Dataset records on where objects are located
** BEGIN **
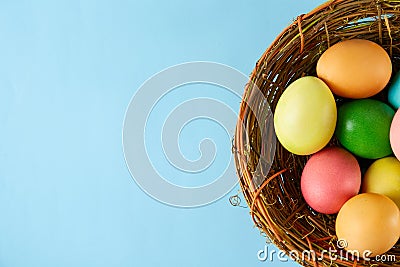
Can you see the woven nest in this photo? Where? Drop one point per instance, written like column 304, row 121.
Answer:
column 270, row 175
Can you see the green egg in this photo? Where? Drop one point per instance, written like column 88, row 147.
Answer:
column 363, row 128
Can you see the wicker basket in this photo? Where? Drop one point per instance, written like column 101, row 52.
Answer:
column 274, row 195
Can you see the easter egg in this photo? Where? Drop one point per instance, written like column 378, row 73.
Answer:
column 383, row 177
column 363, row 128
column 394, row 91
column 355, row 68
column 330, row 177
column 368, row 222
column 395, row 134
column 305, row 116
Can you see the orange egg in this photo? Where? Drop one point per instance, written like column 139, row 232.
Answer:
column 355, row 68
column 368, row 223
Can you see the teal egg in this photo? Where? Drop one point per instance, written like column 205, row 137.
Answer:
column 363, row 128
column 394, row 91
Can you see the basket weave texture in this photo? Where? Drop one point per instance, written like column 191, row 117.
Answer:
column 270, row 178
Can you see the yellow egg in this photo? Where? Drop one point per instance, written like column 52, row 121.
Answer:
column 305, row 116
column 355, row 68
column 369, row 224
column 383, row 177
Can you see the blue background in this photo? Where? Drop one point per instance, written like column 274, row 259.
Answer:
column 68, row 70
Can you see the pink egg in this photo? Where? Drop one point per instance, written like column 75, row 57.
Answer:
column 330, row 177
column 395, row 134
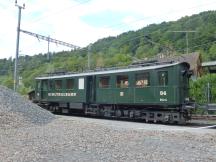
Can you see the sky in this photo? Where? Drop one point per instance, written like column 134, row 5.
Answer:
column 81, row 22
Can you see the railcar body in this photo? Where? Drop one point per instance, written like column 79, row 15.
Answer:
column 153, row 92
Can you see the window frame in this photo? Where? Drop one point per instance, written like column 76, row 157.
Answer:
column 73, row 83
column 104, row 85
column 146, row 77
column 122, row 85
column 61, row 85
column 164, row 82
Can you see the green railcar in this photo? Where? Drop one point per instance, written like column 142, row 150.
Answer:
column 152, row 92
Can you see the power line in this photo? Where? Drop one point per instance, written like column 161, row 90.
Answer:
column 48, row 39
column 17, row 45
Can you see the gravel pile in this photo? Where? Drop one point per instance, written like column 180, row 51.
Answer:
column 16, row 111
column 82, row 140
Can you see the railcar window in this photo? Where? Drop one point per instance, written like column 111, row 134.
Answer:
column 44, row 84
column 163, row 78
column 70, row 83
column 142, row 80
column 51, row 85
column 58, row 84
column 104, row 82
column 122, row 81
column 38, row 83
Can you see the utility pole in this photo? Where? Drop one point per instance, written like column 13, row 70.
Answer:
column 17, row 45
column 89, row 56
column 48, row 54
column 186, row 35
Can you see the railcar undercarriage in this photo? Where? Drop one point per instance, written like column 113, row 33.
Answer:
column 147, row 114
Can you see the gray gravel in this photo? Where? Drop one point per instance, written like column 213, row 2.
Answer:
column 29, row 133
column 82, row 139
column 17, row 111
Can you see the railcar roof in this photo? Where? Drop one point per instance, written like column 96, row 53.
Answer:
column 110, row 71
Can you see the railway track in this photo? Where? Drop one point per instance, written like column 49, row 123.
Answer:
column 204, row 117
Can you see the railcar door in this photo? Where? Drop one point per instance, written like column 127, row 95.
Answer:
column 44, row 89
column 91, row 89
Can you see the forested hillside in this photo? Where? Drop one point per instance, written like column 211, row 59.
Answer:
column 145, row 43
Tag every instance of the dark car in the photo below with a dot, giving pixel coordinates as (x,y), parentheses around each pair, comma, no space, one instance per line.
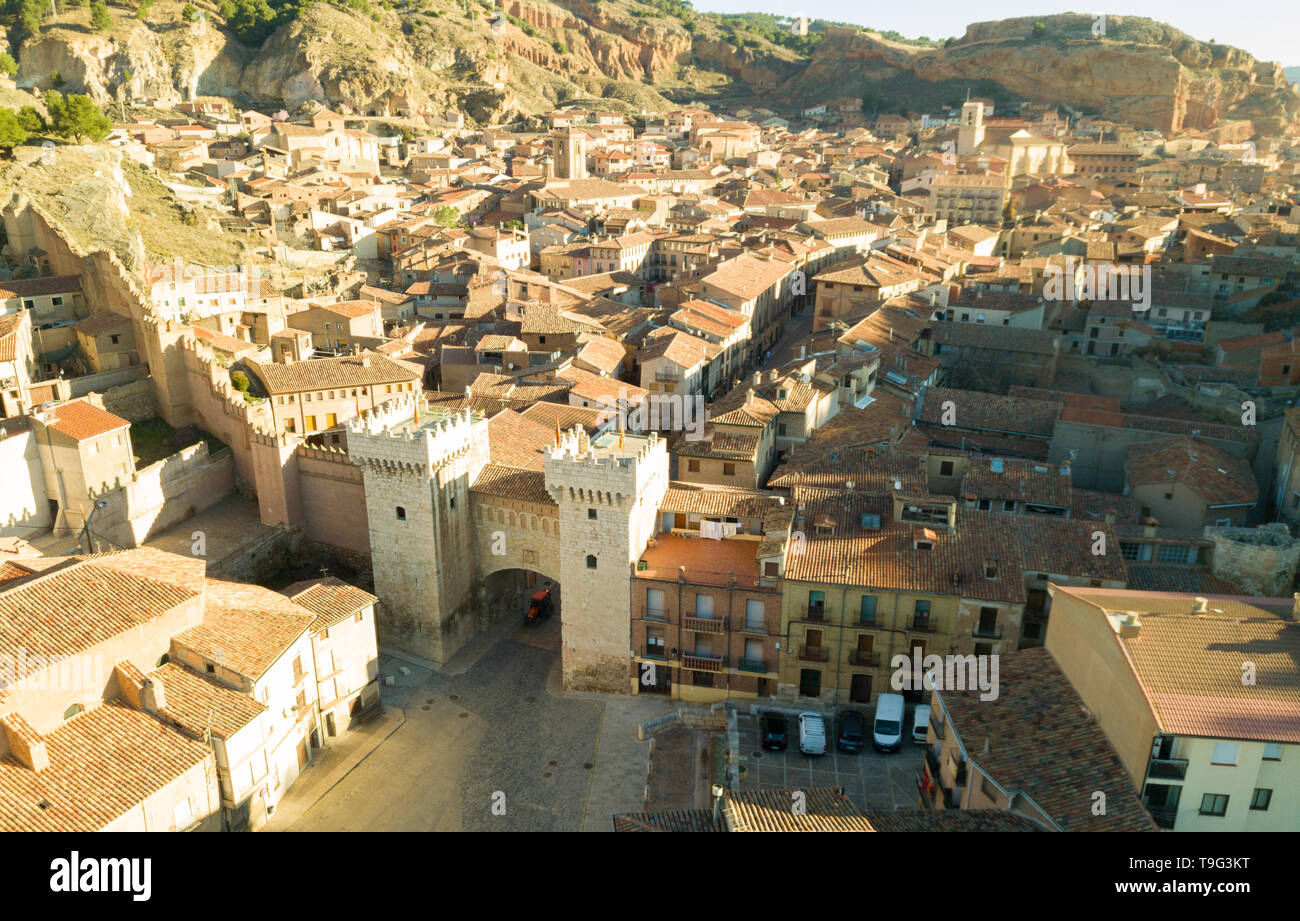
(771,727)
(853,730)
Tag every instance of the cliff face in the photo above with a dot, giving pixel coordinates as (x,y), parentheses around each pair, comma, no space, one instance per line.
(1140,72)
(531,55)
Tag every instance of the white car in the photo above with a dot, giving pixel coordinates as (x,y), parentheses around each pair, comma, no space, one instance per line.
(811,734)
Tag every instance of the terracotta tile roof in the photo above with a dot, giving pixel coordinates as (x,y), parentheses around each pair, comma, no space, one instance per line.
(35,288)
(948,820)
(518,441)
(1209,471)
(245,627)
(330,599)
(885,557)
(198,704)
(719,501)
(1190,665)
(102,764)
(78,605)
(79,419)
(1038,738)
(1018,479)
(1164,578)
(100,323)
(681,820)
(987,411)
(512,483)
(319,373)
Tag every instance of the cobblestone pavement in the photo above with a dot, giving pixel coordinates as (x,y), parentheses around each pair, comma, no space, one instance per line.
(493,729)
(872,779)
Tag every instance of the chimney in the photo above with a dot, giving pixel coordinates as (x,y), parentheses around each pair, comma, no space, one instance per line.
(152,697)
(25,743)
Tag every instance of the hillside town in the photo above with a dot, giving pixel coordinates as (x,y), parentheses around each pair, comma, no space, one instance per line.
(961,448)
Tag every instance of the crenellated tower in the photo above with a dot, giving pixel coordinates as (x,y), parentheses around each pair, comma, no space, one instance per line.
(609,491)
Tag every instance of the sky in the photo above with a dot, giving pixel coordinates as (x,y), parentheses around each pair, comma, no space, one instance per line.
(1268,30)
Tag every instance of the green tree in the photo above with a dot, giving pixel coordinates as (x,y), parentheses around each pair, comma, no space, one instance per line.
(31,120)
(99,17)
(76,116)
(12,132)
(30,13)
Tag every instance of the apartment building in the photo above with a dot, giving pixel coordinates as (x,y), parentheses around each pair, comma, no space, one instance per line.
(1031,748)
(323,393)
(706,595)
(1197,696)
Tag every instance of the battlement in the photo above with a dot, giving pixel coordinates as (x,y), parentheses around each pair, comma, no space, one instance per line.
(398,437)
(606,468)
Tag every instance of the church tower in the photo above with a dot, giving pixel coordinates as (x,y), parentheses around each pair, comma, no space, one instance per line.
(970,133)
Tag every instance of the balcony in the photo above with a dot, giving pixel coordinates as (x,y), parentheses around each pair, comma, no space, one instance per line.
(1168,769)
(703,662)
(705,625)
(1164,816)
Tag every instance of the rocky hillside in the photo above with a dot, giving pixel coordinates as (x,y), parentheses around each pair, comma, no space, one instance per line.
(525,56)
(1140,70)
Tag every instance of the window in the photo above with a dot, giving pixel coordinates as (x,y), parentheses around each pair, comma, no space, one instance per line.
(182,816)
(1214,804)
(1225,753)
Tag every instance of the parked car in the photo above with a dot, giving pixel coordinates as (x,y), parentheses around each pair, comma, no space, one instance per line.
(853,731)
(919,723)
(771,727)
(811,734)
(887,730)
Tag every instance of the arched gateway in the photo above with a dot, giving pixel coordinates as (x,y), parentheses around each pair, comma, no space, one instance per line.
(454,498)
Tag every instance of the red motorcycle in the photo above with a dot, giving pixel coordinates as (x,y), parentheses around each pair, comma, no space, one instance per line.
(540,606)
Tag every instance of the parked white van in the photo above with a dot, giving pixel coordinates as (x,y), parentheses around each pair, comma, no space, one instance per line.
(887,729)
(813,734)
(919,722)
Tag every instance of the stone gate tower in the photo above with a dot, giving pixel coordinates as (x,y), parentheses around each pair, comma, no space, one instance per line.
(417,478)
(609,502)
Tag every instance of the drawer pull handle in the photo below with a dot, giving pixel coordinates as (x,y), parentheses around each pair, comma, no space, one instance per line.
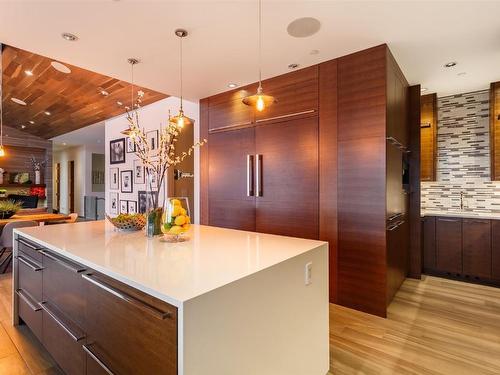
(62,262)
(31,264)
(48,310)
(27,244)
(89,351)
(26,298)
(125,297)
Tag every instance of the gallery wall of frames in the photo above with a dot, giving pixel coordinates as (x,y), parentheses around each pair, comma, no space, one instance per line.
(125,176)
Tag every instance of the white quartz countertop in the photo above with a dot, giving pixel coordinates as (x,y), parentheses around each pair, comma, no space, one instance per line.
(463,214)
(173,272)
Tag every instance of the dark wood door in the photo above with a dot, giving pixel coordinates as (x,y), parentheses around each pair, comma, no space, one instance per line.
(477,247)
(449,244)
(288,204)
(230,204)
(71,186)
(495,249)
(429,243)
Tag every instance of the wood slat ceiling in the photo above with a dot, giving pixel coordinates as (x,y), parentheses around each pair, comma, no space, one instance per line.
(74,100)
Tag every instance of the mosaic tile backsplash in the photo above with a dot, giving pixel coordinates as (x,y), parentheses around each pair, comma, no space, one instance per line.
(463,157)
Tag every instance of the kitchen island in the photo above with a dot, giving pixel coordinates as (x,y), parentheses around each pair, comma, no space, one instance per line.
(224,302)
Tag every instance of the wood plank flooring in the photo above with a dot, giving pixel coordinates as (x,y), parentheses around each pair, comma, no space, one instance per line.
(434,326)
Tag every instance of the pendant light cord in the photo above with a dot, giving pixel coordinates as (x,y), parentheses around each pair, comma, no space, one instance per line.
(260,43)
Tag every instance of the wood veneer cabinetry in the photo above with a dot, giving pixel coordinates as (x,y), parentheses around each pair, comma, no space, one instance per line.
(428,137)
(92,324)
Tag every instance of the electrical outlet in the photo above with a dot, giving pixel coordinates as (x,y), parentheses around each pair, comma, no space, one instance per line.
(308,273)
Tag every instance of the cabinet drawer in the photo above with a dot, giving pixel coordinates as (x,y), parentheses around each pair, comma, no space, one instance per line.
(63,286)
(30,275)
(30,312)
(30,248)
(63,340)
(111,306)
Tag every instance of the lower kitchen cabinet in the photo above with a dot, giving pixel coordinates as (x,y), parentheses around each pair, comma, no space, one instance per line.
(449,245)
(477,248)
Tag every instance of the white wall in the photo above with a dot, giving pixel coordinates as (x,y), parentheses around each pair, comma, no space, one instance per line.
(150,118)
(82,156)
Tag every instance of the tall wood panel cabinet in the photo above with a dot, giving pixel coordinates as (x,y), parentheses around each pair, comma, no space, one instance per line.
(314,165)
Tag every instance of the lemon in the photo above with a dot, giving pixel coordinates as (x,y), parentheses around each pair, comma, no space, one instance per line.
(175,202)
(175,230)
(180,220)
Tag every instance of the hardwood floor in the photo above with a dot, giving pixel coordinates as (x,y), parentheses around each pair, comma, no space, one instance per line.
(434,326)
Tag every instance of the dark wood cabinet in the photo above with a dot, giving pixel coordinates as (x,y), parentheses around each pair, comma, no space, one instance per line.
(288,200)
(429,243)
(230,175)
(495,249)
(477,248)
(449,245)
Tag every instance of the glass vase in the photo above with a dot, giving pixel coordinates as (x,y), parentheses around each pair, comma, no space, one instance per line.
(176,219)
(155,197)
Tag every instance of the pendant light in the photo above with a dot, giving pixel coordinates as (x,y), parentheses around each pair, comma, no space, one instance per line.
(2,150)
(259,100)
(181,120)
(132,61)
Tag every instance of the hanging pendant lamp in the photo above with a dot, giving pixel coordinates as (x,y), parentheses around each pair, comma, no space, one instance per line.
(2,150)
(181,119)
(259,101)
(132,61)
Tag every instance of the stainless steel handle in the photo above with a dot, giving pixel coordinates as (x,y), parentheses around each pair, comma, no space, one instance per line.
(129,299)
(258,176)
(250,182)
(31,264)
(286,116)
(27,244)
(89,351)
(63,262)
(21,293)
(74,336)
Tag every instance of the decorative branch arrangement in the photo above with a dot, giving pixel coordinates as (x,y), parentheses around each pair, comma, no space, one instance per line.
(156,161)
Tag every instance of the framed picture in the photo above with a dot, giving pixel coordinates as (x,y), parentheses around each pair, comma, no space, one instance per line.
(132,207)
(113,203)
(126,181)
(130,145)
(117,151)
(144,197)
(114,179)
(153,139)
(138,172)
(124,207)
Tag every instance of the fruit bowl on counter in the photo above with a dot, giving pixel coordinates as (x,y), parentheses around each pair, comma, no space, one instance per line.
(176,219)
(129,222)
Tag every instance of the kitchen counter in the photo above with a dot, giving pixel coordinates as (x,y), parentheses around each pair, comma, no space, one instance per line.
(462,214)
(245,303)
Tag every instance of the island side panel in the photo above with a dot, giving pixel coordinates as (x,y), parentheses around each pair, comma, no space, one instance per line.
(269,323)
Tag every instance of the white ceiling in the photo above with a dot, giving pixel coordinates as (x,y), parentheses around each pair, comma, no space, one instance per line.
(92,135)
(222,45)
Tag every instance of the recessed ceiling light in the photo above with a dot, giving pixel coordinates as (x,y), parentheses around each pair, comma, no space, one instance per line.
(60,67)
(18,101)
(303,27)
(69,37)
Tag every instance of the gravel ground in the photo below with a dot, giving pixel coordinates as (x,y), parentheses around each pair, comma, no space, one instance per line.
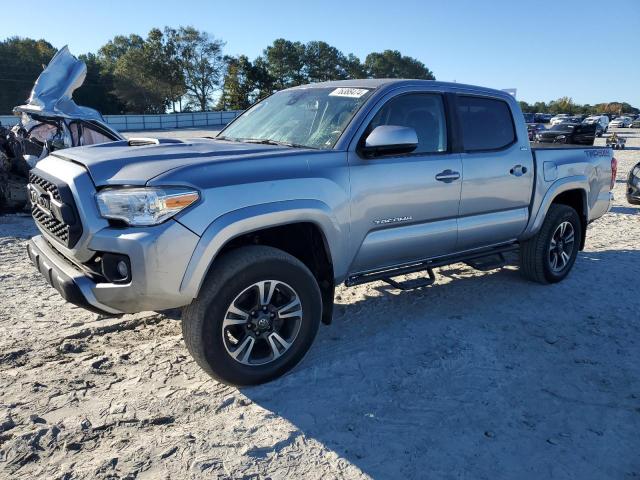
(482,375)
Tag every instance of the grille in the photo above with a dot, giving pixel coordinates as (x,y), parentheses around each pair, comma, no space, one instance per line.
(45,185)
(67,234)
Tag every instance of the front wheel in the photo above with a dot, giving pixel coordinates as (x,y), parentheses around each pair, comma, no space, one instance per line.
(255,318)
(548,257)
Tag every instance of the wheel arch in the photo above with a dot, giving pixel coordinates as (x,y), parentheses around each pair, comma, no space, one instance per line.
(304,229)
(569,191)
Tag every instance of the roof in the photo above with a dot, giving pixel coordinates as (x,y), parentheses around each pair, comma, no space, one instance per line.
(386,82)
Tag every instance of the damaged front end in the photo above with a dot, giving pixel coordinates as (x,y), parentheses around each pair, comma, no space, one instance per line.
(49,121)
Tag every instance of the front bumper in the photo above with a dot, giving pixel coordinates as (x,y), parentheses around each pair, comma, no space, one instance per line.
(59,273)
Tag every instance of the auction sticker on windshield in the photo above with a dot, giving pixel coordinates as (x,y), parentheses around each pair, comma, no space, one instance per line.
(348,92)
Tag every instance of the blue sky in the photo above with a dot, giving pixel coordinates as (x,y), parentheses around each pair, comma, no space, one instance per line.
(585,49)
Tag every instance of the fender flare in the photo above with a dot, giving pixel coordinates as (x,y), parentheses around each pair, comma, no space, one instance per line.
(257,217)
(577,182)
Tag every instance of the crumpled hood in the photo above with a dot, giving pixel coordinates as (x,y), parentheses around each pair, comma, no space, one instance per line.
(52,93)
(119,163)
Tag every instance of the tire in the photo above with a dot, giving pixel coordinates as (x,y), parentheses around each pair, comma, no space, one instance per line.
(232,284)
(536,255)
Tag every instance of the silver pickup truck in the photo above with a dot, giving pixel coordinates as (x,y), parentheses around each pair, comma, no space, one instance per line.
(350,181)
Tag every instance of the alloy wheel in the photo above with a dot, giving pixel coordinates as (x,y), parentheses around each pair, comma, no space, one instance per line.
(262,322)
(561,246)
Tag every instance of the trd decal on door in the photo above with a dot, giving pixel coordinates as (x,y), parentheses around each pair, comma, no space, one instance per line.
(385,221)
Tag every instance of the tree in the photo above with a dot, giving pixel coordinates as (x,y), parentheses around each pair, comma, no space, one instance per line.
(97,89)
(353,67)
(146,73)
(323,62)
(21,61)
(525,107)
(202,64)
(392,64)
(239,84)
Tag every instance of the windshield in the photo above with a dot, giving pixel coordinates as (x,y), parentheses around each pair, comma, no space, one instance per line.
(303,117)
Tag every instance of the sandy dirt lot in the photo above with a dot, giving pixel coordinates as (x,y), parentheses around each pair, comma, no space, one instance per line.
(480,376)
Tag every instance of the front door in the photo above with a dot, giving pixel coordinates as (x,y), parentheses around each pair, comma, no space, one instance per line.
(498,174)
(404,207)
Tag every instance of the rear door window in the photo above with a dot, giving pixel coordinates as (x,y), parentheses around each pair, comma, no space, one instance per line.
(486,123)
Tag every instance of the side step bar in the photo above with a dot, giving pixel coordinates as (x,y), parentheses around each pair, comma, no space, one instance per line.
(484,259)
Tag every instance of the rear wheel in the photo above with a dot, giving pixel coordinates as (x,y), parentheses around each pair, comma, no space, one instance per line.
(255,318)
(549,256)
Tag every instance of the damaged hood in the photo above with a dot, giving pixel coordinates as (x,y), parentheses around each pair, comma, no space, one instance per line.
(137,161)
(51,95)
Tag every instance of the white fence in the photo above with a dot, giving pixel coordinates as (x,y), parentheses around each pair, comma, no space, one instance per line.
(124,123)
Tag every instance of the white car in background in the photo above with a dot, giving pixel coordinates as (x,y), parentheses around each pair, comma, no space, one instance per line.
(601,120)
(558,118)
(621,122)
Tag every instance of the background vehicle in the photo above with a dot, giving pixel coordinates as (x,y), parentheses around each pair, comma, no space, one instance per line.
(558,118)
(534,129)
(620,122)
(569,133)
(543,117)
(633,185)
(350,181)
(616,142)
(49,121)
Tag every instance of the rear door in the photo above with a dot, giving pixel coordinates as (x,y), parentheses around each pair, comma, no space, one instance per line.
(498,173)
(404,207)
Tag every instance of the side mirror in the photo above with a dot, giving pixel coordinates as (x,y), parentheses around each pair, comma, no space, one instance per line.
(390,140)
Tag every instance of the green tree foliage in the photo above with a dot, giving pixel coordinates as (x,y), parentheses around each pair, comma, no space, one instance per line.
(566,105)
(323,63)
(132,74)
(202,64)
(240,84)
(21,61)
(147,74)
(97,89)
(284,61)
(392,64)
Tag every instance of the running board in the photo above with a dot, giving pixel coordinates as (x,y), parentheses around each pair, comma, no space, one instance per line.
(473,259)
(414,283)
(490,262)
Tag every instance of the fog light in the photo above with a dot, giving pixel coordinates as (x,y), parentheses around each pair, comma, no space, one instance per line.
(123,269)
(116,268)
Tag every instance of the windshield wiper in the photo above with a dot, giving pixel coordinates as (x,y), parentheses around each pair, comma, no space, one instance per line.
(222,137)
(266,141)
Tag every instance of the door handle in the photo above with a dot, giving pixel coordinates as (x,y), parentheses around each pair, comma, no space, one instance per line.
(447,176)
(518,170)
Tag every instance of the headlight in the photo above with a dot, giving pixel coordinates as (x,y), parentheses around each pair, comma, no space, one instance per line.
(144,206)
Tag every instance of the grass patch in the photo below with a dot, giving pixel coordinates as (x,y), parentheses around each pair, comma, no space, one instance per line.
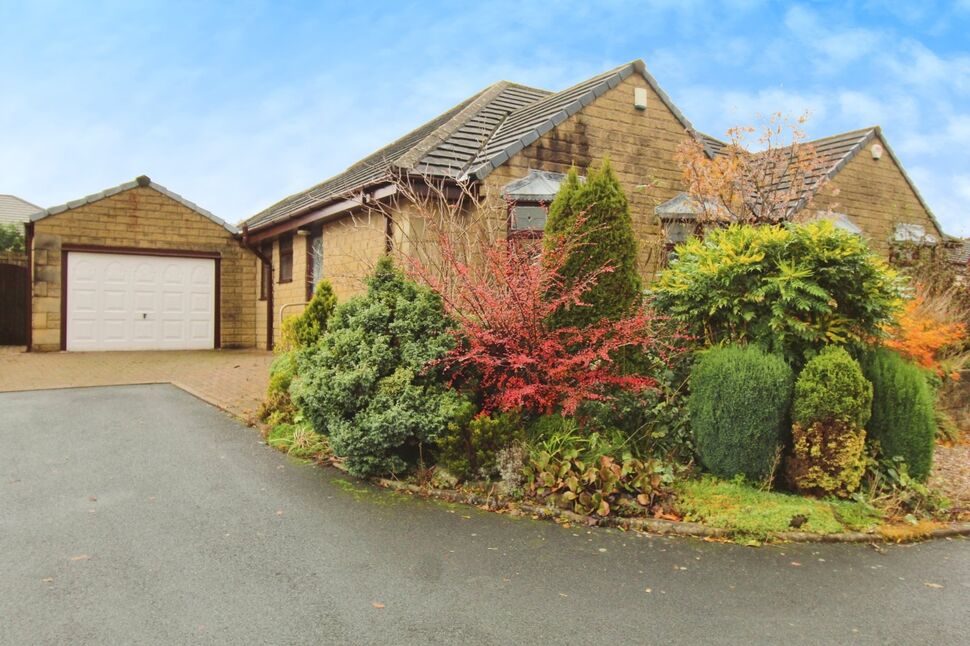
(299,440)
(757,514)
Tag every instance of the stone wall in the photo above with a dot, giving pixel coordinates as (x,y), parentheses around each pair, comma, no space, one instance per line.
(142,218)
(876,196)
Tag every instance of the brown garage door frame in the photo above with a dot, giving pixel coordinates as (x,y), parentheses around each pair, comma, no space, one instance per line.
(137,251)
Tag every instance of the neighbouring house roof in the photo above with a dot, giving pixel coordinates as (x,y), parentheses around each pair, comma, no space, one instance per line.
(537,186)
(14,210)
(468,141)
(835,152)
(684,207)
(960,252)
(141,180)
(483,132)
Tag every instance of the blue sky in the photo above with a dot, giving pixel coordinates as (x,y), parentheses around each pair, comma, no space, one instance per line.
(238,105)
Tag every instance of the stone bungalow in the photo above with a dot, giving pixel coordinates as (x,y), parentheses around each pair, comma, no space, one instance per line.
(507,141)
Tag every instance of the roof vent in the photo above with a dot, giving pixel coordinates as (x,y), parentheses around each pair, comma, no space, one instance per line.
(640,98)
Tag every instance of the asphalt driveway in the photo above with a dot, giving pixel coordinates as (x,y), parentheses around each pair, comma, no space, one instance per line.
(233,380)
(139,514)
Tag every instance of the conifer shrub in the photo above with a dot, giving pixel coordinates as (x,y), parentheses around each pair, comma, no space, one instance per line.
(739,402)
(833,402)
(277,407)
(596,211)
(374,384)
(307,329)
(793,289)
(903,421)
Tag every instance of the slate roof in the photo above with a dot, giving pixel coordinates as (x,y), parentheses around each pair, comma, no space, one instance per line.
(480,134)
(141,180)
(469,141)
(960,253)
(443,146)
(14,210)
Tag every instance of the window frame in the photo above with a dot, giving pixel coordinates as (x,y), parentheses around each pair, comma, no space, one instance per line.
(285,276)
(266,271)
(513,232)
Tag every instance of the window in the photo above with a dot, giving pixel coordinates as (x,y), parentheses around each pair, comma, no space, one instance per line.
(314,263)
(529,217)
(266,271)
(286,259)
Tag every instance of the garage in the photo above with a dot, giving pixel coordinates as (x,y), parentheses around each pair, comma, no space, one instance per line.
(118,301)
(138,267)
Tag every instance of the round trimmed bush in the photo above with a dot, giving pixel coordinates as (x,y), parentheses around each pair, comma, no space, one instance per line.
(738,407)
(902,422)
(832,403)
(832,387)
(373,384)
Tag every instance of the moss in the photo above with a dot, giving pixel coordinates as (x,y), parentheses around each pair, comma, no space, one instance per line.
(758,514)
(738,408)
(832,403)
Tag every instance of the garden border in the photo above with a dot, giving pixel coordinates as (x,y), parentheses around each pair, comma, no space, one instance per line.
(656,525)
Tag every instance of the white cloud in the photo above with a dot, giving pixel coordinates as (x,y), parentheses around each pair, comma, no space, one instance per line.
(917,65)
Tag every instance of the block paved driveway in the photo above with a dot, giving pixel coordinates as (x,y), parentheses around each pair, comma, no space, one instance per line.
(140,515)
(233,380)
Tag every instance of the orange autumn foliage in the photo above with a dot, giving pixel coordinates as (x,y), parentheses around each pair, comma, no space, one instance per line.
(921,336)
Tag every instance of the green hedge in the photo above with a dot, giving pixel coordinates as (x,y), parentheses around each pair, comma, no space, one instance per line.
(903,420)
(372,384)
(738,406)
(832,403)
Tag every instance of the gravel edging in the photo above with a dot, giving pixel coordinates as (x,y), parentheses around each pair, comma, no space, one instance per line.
** END **
_REQUIREMENTS:_ Please set down again, unchanged, the lines starting at the one that contains "Can you see the green railcar" and ending at the one that contains "column 82, row 140", both included.

_FINAL RESULT:_
Can you see the green railcar in this photo? Where? Drop one point per instance, written like column 142, row 150.
Answer:
column 152, row 92
Can you see the power line in this photo? Where? Drop one point per instance, written like column 161, row 90.
Answer:
column 48, row 39
column 17, row 45
Can you see the gravel pile in this photo? Where? Drop one point per instance, written like column 180, row 51.
Answer:
column 16, row 111
column 82, row 140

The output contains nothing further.